Data records:
((
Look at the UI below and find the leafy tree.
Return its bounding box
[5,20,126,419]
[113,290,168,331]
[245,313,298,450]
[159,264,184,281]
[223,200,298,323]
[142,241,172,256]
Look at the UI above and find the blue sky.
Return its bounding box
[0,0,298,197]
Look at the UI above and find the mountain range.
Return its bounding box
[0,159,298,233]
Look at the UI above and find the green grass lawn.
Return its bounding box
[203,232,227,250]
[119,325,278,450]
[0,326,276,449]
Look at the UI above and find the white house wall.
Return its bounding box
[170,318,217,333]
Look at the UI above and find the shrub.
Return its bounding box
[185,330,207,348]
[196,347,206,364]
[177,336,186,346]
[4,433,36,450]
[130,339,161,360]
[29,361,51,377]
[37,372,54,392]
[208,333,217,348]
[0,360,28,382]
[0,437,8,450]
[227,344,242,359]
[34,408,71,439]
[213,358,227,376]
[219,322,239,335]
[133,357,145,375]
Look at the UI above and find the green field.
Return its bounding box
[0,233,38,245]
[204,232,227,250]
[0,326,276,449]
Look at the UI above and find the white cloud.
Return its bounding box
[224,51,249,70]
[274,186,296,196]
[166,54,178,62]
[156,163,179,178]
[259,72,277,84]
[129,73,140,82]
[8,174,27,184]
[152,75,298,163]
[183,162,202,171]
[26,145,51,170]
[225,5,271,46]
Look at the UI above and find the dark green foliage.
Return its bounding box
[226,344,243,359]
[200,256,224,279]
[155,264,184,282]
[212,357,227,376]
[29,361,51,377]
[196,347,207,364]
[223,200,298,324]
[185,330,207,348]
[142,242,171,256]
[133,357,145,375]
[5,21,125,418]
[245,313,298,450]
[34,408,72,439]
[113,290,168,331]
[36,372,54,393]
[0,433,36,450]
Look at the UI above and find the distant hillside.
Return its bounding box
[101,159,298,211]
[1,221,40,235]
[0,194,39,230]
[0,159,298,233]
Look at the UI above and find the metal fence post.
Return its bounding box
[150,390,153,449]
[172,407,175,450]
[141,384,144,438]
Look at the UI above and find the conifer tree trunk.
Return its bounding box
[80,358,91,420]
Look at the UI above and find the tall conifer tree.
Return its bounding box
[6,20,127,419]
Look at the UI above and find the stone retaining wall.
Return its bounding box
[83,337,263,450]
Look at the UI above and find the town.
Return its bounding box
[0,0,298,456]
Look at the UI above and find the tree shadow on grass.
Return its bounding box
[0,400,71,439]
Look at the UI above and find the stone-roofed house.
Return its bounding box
))
The task :: Can you retype all of the entries above word for word?

Result of this task ::
Look at the UI below and find the leafy tree.
Return its bounding box
[5,20,126,419]
[113,290,168,331]
[245,313,298,450]
[159,264,184,281]
[223,200,298,323]
[142,241,172,256]
Look at the UI above and find the blue sky.
Return its bounding box
[0,0,298,197]
Look at the UI above and find the mountain range.
Return its bounding box
[0,159,298,233]
Look at the UI above and find the green grass lawn.
Return its bounding box
[203,232,227,250]
[119,325,278,450]
[0,326,276,449]
Look at the UI above and find the white house wall.
Return its bounding box
[170,318,217,333]
Look at the UI above and find the shrub.
Return its bounding box
[185,330,207,348]
[196,347,206,364]
[177,336,186,346]
[4,433,36,450]
[130,339,161,360]
[29,361,51,377]
[37,372,54,392]
[208,333,217,348]
[0,360,28,382]
[0,437,8,450]
[227,344,242,359]
[34,408,71,439]
[213,358,227,376]
[219,322,239,335]
[133,357,145,375]
Look at the UI above and find the green field.
Return its bounding box
[0,233,38,245]
[204,232,227,250]
[0,326,276,449]
Look at the UI above and find the white cloud.
Return its bounding box
[224,51,249,70]
[274,186,296,196]
[166,54,178,62]
[156,163,179,178]
[259,72,277,84]
[129,73,140,82]
[8,174,27,184]
[152,75,298,163]
[183,162,202,171]
[26,145,51,170]
[225,5,271,46]
Look at the UI above and find the dark green foliage.
Return its bounding box
[226,344,243,359]
[200,256,224,279]
[155,264,184,282]
[212,357,227,376]
[29,361,51,377]
[196,347,207,364]
[223,200,298,324]
[185,330,207,348]
[142,242,171,256]
[133,357,145,375]
[5,21,125,418]
[245,313,298,450]
[34,408,72,439]
[113,290,168,331]
[36,372,54,393]
[0,433,36,450]
Look at the UI above and find the distant hillside.
Return its bounding box
[101,159,298,211]
[1,221,40,235]
[0,194,39,230]
[0,159,298,233]
Look at the UI above and find the metal fence post.
Return its bounding box
[150,390,153,449]
[172,407,175,450]
[141,384,144,438]
Look at the UI above and find the conifer tree trunk.
Return its bounding box
[80,358,91,420]
Look at the UI above and find the tall conifer tree.
Return its bounding box
[6,20,127,419]
Look at the UI above and find the stone retaining wall.
Return its bounding box
[83,337,263,450]
Look at the UI above and find the town.
Return its bounding box
[0,0,298,456]
Look at the UI above and find the tree shadow on grass.
Return its bounding box
[0,400,71,439]
Look at the UI above and find the stone-roofed house.
Return its bounding box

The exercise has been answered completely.